## Given passage:
════

Review of Rust and Bone, Directed by Jacques Audiard
By CHRISTIAN HAMAKER
Pity the critic who can’t make heads or tails of what he’s just seen. Readers, who look to him for guidance, will surely be disappointed when he frankly admits he’s not sure about the merits of a particular film.
And for that reason, I think I love Audiard’s work.
How often are we left with honest questions after seeing a film? How often are our feelings unresolved, or in tension? Criticism is, for many, about the final judgment—or worse, about a quick verdict. I’ve watched Rust and Bone twice now—most recently the night before sitting down to write this—and I’m not sure how to evaluate it, or whether I can, in good conscience, recommend it. But the fact that I’m still thinking about the film—and about A Prophet, a few years after its release—speaks well of Audiard in an era where a filmmakers’ strengths and weaknesses are usually much more easily assessed.
You may have heard about Rust and Bone, which is currently in limited release, and which has generated awards attention for Marion Cotillard’s performance. She plays Stephanie, a trainer of orca whales at a theme park, who loses both lower legs after a routine goes awry. Forced to grapple with her new physical limitations, Stephanie withdraws and isolates herself for a time before reaching out to a nightclub bouncer, Ali (Matthias Schoenaerts), who is scraping by and caring for his son, Sam.
After the accident, Stephanie’s lower legs are CGI’d out of the picture—think of Captain Dan (Gary Sinise) in Forrest Gump—and Cotillard gives an affecting performance as woman who must come to terms with her new limitations. But despite the awards-machine hype surrounding Cotillard’s performance in Rust and Bone, it’s Ali and Sam who give the film most of its passion and heart.
Ali is not only a bruising physical specimen who works as a security guard, nightclub bouncer and underground fighter to support his son, Sam. But he’s also animalistic in his sexual appetite, picking up women for “quickies” when and where he can.
It’s at the nightclub where he meets Stephanie. She has a boyfriend, but she’s tired of him ordering her around. She’s ready to break free from relationships that shackle her. Yet the tragic incident in which she loses her legs binds her more than ever. She’s mostly confined to a wheelchair, which makes mundane activities such as going to the bathroom a major challenge. Withdrawn and in need of companionship, she reaches out to Ali, who becomes her inspiration for moving on with her life. He encourages her to get out more, to swim in the sea. But we know Ali isn’t all tenderness. He’s also a brute. He can be a threat to those he loves, even to his own son.

════

## Requirement A:
List every job that the Rust and Bone review says Ali works to support his son.
## Requirement B:
According to the Rust and Bone review, what is Stephanie's job before her accident?
## Requirement C:
Translate this sentence from the Rust and Bone review into Spanish: "She has a boyfriend, but she’s tired of him ordering her around."

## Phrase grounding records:
════

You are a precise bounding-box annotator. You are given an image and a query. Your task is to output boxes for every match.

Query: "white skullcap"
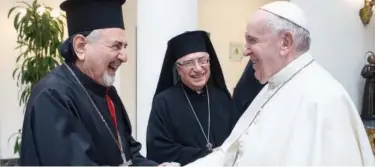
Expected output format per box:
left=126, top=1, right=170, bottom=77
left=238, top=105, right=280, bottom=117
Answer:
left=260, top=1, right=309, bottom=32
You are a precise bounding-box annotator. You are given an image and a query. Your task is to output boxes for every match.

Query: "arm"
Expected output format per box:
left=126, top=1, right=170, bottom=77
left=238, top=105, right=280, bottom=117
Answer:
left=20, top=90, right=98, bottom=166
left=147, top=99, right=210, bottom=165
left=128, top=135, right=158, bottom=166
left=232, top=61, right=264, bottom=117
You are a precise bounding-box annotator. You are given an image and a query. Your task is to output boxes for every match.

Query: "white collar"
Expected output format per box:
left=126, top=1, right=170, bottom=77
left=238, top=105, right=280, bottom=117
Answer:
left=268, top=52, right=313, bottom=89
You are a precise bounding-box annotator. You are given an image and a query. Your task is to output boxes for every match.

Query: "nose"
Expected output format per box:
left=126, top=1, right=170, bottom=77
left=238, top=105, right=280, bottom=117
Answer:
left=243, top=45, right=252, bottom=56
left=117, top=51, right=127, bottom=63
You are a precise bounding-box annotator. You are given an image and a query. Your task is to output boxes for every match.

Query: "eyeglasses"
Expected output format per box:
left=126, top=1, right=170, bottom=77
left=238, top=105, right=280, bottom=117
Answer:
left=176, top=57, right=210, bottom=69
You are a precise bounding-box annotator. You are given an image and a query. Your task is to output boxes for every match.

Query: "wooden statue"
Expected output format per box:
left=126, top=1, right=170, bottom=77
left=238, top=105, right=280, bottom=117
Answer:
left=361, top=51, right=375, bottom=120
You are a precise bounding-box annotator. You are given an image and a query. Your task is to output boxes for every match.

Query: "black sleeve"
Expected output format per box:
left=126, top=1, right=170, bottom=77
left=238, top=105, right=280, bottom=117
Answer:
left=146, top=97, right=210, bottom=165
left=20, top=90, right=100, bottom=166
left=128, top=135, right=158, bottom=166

════

## Solution A:
Security guard
Nightclub bouncer
Underground fighter

## Solution B:
She trains orca whales at a theme park.

## Solution C:
Tiene novio, pero está cansada de que él le dé órdenes todo el tiempo.